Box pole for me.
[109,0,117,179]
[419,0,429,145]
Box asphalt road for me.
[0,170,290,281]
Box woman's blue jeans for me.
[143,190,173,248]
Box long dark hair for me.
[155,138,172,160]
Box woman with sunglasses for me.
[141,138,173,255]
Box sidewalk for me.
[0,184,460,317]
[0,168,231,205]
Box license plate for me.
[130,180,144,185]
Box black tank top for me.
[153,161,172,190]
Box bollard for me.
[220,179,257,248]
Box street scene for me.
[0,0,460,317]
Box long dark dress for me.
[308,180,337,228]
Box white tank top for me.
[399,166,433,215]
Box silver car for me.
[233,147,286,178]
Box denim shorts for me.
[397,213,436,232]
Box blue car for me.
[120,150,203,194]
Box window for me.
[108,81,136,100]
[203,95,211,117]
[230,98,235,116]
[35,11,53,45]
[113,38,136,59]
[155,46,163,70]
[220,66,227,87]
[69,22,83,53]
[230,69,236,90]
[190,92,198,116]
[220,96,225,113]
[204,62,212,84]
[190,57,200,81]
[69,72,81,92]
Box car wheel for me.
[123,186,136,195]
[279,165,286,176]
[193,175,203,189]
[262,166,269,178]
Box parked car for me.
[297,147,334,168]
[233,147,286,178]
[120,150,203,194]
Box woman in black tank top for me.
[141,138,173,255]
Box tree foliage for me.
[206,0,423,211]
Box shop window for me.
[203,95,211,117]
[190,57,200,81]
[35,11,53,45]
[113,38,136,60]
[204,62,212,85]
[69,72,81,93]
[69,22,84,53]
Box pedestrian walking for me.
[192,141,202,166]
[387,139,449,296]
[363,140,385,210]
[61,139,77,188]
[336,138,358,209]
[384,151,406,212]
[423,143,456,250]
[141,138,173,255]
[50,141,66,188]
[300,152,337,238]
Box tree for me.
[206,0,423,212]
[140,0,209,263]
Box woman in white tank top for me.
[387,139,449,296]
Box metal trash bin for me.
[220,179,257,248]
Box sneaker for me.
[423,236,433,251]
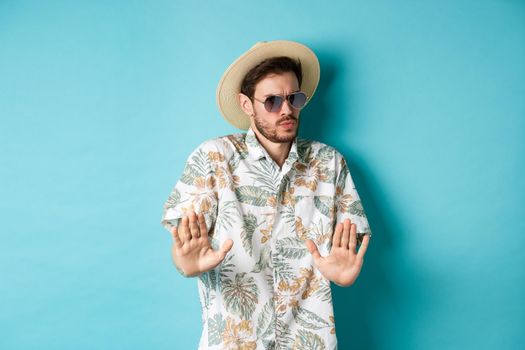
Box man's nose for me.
[281,98,294,115]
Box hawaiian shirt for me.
[161,129,371,350]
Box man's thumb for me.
[221,239,233,256]
[306,239,321,260]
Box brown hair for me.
[241,56,303,101]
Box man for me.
[161,40,371,349]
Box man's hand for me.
[306,219,370,287]
[171,211,233,277]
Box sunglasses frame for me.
[253,91,310,113]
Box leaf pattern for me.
[222,272,259,319]
[161,129,371,350]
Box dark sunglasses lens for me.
[290,92,306,108]
[264,96,283,112]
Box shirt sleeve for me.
[335,154,372,243]
[161,142,218,241]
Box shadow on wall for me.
[300,50,410,350]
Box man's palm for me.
[172,212,233,276]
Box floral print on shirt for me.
[161,129,371,350]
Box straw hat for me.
[217,40,320,130]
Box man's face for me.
[251,72,300,143]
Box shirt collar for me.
[245,127,299,164]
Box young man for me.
[161,41,371,349]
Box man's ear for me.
[238,92,254,116]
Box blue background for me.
[0,0,525,350]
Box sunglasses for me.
[253,91,308,112]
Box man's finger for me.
[199,213,208,238]
[189,211,199,239]
[171,227,182,249]
[332,223,343,247]
[341,219,350,249]
[348,224,357,253]
[357,234,370,259]
[179,216,191,242]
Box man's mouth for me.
[279,120,295,128]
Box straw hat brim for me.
[216,40,320,130]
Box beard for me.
[253,113,299,143]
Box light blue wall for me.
[0,0,525,350]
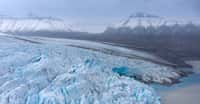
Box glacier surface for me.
[0,35,186,104]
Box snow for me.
[114,13,200,28]
[185,60,200,73]
[0,34,189,104]
[0,17,70,32]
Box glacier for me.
[0,34,188,104]
[0,17,72,33]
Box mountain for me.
[114,12,200,28]
[0,16,71,33]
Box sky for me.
[0,0,200,18]
[0,0,200,31]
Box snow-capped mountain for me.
[0,16,71,33]
[114,12,200,28]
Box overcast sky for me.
[0,0,200,30]
[0,0,200,18]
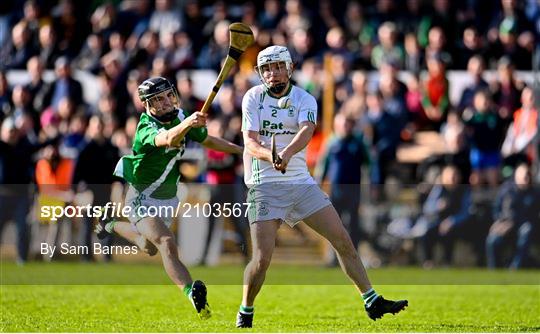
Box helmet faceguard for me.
[255,45,293,94]
[138,77,180,123]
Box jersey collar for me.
[264,81,293,99]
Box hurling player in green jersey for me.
[96,77,243,319]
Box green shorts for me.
[124,185,179,227]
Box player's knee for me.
[253,254,272,271]
[143,240,157,256]
[332,238,358,258]
[158,236,177,255]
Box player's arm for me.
[201,136,244,154]
[154,111,206,147]
[277,121,316,170]
[243,130,272,162]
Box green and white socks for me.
[362,288,379,307]
[183,283,193,299]
[105,220,118,234]
[239,305,255,314]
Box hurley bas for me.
[40,242,139,257]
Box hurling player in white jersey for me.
[96,77,242,319]
[236,45,408,327]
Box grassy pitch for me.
[0,263,540,332]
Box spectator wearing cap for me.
[44,57,83,110]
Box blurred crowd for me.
[0,0,540,267]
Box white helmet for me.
[255,45,292,88]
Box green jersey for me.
[114,110,208,199]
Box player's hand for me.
[439,218,454,235]
[185,111,206,128]
[274,149,291,173]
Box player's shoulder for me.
[290,85,317,105]
[244,84,265,98]
[137,113,163,131]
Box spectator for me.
[413,165,471,269]
[455,26,486,70]
[43,57,83,110]
[379,62,409,132]
[258,0,283,29]
[463,91,504,187]
[363,90,400,200]
[340,71,367,121]
[403,33,425,73]
[491,57,521,125]
[486,164,540,269]
[316,113,369,266]
[26,56,50,113]
[39,24,60,69]
[0,117,35,264]
[458,55,489,112]
[73,34,104,74]
[422,56,450,129]
[200,118,249,265]
[490,17,534,70]
[182,0,207,56]
[371,22,405,69]
[73,115,120,261]
[501,87,538,165]
[0,70,12,119]
[177,72,204,113]
[424,26,453,68]
[0,21,37,70]
[405,74,430,131]
[150,0,184,42]
[197,21,230,73]
[35,143,74,261]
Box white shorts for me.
[247,183,332,227]
[124,185,179,227]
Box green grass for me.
[0,263,540,332]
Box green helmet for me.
[138,77,180,123]
[138,77,176,102]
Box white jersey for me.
[242,85,317,186]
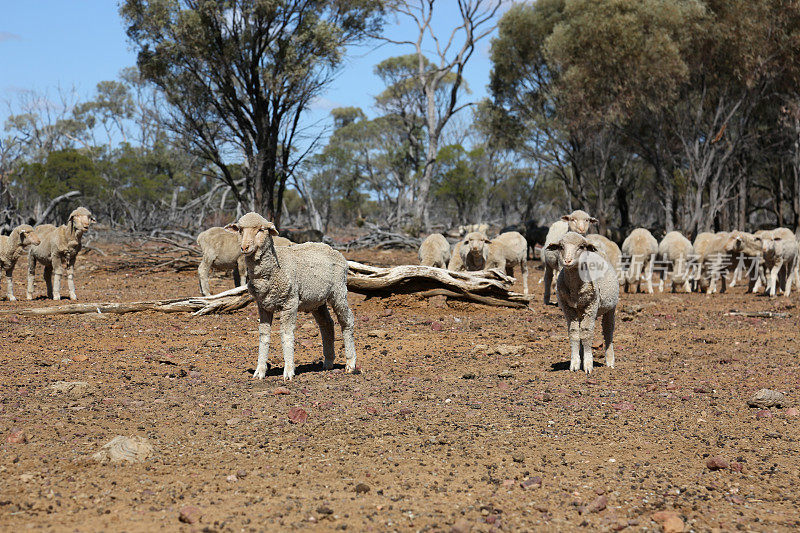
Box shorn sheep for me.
[27,207,97,300]
[486,231,528,294]
[447,231,491,272]
[0,224,42,302]
[547,232,619,374]
[658,231,694,292]
[225,212,356,380]
[622,228,658,294]
[419,233,450,268]
[197,226,293,296]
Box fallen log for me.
[2,261,530,316]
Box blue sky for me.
[0,0,504,140]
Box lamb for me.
[622,228,658,294]
[447,231,492,271]
[486,231,528,294]
[0,224,42,302]
[458,223,489,236]
[225,212,356,381]
[419,233,450,268]
[658,231,694,292]
[762,228,798,298]
[547,232,619,374]
[197,226,294,296]
[542,220,569,305]
[26,207,97,300]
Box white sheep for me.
[541,219,570,305]
[658,231,694,292]
[225,212,356,380]
[622,228,658,294]
[486,231,528,294]
[447,231,491,272]
[419,233,450,268]
[547,232,619,374]
[26,207,97,300]
[0,224,42,302]
[762,228,798,298]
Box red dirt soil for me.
[0,243,800,531]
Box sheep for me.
[586,233,622,277]
[762,228,798,298]
[658,231,694,292]
[26,207,97,300]
[225,212,356,381]
[622,228,658,294]
[0,224,42,302]
[542,219,569,305]
[419,233,450,268]
[447,231,491,271]
[197,226,294,296]
[547,232,619,374]
[458,223,489,237]
[486,231,528,294]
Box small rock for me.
[581,494,608,514]
[706,455,731,470]
[653,511,683,533]
[289,407,308,425]
[92,435,155,463]
[519,476,542,490]
[6,429,28,444]
[178,505,203,524]
[747,389,786,409]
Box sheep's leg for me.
[25,252,36,300]
[67,257,78,300]
[253,306,273,379]
[281,303,297,381]
[311,305,336,370]
[603,309,616,368]
[331,291,356,374]
[567,316,581,372]
[580,312,595,374]
[544,264,553,305]
[6,270,17,302]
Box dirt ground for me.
[0,243,800,532]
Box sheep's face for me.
[225,220,278,255]
[547,231,597,270]
[561,209,597,235]
[462,231,492,258]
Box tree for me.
[386,0,502,229]
[120,0,383,224]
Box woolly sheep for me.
[542,220,569,305]
[26,207,97,300]
[0,224,42,302]
[486,231,528,294]
[762,228,798,298]
[547,232,619,374]
[622,228,658,294]
[226,212,356,380]
[419,233,450,268]
[447,231,491,271]
[197,226,294,296]
[658,231,694,292]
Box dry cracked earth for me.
[0,243,800,532]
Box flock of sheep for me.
[0,207,800,380]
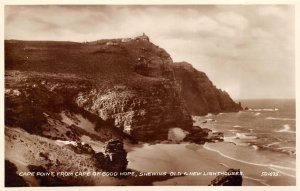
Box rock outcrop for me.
[209,168,243,186]
[94,139,128,173]
[5,160,29,187]
[172,62,242,115]
[5,35,192,141]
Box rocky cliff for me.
[5,37,192,141]
[172,62,242,115]
[5,35,239,186]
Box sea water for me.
[128,100,296,185]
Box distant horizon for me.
[4,5,296,99]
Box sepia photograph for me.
[1,3,297,188]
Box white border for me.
[0,0,300,191]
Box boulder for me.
[209,168,243,186]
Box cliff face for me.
[5,35,192,141]
[172,62,242,115]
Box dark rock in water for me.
[5,160,29,187]
[209,168,243,186]
[94,139,128,172]
[172,62,242,115]
[183,126,224,145]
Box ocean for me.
[194,99,296,158]
[128,100,296,186]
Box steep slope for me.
[5,36,192,141]
[172,62,242,115]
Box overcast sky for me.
[5,5,295,99]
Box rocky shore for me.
[5,35,241,186]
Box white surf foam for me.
[243,176,270,186]
[253,112,261,116]
[203,145,296,173]
[275,124,296,133]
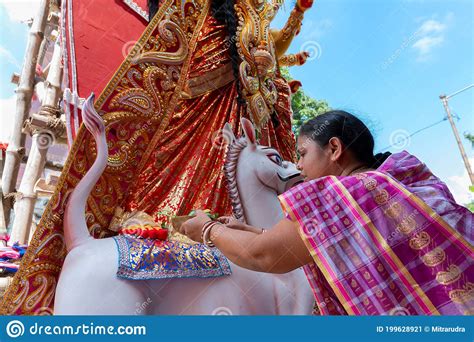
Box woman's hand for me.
[179,210,211,242]
[217,216,247,230]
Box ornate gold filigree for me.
[420,247,446,267]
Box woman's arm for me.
[180,213,312,273]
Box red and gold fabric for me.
[1,0,295,315]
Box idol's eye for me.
[268,154,283,166]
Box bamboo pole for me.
[2,0,49,230]
[10,41,65,244]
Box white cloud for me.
[446,158,474,205]
[413,36,444,57]
[0,45,21,69]
[0,0,41,22]
[301,19,334,40]
[412,12,454,61]
[0,95,16,142]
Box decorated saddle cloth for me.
[114,235,232,280]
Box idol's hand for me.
[179,210,211,242]
[296,0,313,12]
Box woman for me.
[181,111,474,315]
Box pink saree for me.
[280,151,474,315]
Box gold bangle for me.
[201,220,214,241]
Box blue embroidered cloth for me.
[114,235,232,280]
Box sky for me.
[0,0,474,204]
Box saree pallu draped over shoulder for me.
[1,0,210,315]
[280,152,474,315]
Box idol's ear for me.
[222,122,237,145]
[240,118,257,148]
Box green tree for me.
[281,68,331,134]
[464,133,474,147]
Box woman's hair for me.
[148,0,245,105]
[300,110,391,169]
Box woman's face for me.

→ **Exercise aim**: Copy out every line from the one containing "Box snow-capped mountain for me." down through the one containing "[242,85,317,186]", keeping the text lines unchanged and shifting each bounding-box coordinate by -54. Leave out the picture markers.

→ **Output of the task**:
Box snow-capped mountain for me.
[-54,-38,17,-21]
[60,-42,146,-26]
Box overcast sky for me.
[-54,-54,146,-24]
[-54,-54,146,-36]
Box helmet faceguard for me.
[201,-9,239,40]
[84,23,126,69]
Box jersey collar for me.
[210,27,239,45]
Box hurling player in green jersey for me.
[42,23,189,265]
Box green shorts for me.
[70,131,125,173]
Box player's knee for me.
[199,200,218,217]
[89,186,103,202]
[278,184,304,204]
[104,182,123,201]
Box player's arm for me.
[147,82,190,100]
[100,57,152,93]
[223,67,262,116]
[189,76,218,108]
Box green and white socks for me.
[308,234,325,253]
[129,229,139,245]
[51,166,64,180]
[185,251,201,260]
Box hurley bas for me.
[-14,188,85,203]
Box hurling player in white jersey for me.
[42,23,188,265]
[182,-9,354,273]
Box grassy pitch for me.
[-54,209,486,278]
Box spectator wearing cap for me.
[-10,3,29,56]
Box blurred crowd for me.
[-54,-54,486,213]
Box white helmet for me.
[201,-9,238,34]
Box green jersey for me.
[60,56,154,145]
Box player's hand for me.
[385,164,400,181]
[131,57,152,74]
[220,95,237,119]
Box player's shoulder for me.
[236,31,263,51]
[190,30,211,44]
[83,59,109,77]
Box spectator for me.
[359,111,417,215]
[401,-28,432,16]
[-11,3,29,56]
[325,8,355,78]
[204,-54,229,-25]
[409,37,450,133]
[309,36,346,146]
[286,17,313,67]
[349,-21,371,19]
[437,3,467,71]
[432,110,486,215]
[262,59,315,212]
[-28,2,-4,59]
[-15,-30,6,15]
[-54,63,-19,210]
[404,1,435,58]
[19,-20,50,20]
[368,2,396,75]
[146,64,195,211]
[436,-37,480,16]
[128,-54,153,2]
[317,-32,351,15]
[19,61,66,207]
[447,33,484,111]
[-54,16,-42,65]
[123,18,150,59]
[370,-28,399,14]
[-54,-33,-17,16]
[351,20,376,77]
[96,-54,130,-12]
[143,-33,176,19]
[-19,89,20,207]
Box white shorts for me.
[193,129,278,173]
[70,131,125,173]
Box green grass for me.
[-54,209,486,278]
Box green helmet for me.
[84,23,126,69]
[84,23,122,48]
Box white jersey for me.
[188,31,263,132]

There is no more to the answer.